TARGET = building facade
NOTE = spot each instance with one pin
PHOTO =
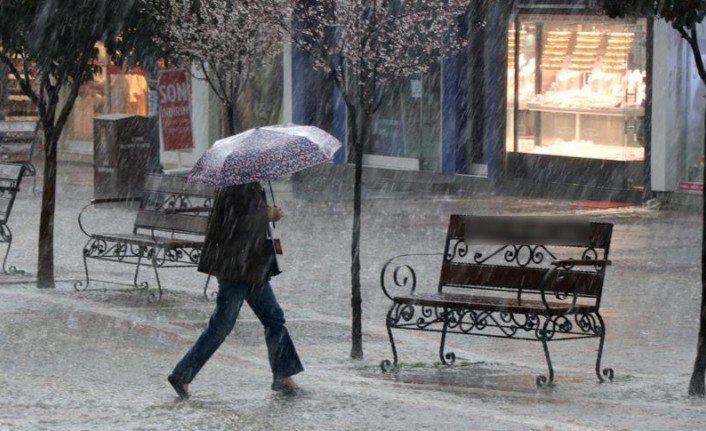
(549, 92)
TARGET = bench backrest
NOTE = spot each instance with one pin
(164, 192)
(513, 253)
(10, 178)
(18, 138)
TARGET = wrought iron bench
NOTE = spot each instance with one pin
(168, 231)
(509, 277)
(10, 178)
(17, 142)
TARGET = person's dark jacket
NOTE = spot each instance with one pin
(236, 247)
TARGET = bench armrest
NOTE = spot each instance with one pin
(188, 210)
(554, 275)
(101, 201)
(570, 263)
(399, 274)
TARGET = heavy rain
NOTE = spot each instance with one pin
(352, 214)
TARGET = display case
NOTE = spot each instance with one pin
(577, 87)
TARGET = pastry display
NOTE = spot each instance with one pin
(586, 93)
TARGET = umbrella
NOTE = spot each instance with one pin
(264, 153)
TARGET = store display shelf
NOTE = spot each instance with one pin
(614, 112)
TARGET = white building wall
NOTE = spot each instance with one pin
(696, 108)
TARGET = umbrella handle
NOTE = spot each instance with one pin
(272, 193)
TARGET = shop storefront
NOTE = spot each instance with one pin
(111, 91)
(577, 95)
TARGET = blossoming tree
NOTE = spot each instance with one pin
(367, 47)
(226, 40)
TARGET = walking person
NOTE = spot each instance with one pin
(239, 254)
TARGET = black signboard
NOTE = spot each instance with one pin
(122, 155)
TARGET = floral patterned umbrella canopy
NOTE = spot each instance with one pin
(264, 153)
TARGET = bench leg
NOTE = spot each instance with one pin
(144, 284)
(6, 237)
(605, 372)
(448, 358)
(544, 381)
(151, 298)
(385, 365)
(78, 286)
(205, 289)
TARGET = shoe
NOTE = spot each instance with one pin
(180, 387)
(285, 386)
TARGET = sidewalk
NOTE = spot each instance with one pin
(99, 359)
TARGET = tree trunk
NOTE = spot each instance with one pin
(696, 385)
(232, 126)
(357, 140)
(45, 263)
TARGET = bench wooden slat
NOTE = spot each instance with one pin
(509, 277)
(182, 223)
(599, 233)
(10, 172)
(492, 303)
(175, 184)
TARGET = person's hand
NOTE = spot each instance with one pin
(274, 213)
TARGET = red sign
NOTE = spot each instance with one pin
(175, 110)
(691, 187)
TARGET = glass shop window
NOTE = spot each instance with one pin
(407, 124)
(576, 87)
(111, 91)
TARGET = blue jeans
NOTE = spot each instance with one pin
(284, 360)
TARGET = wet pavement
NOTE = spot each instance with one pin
(99, 359)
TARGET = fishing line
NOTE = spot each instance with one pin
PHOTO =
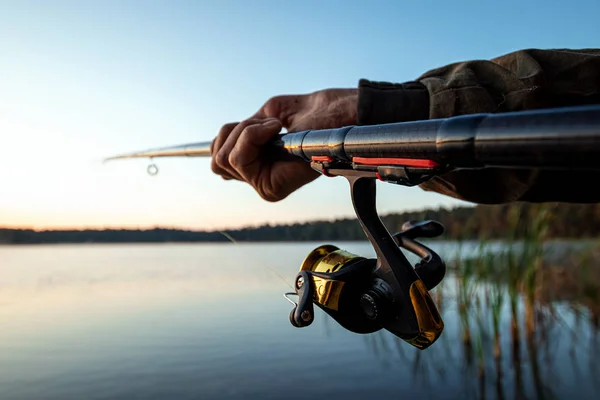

..............................

State how many lines in the records contain the string "display", matching case exactly. Give only the number.

3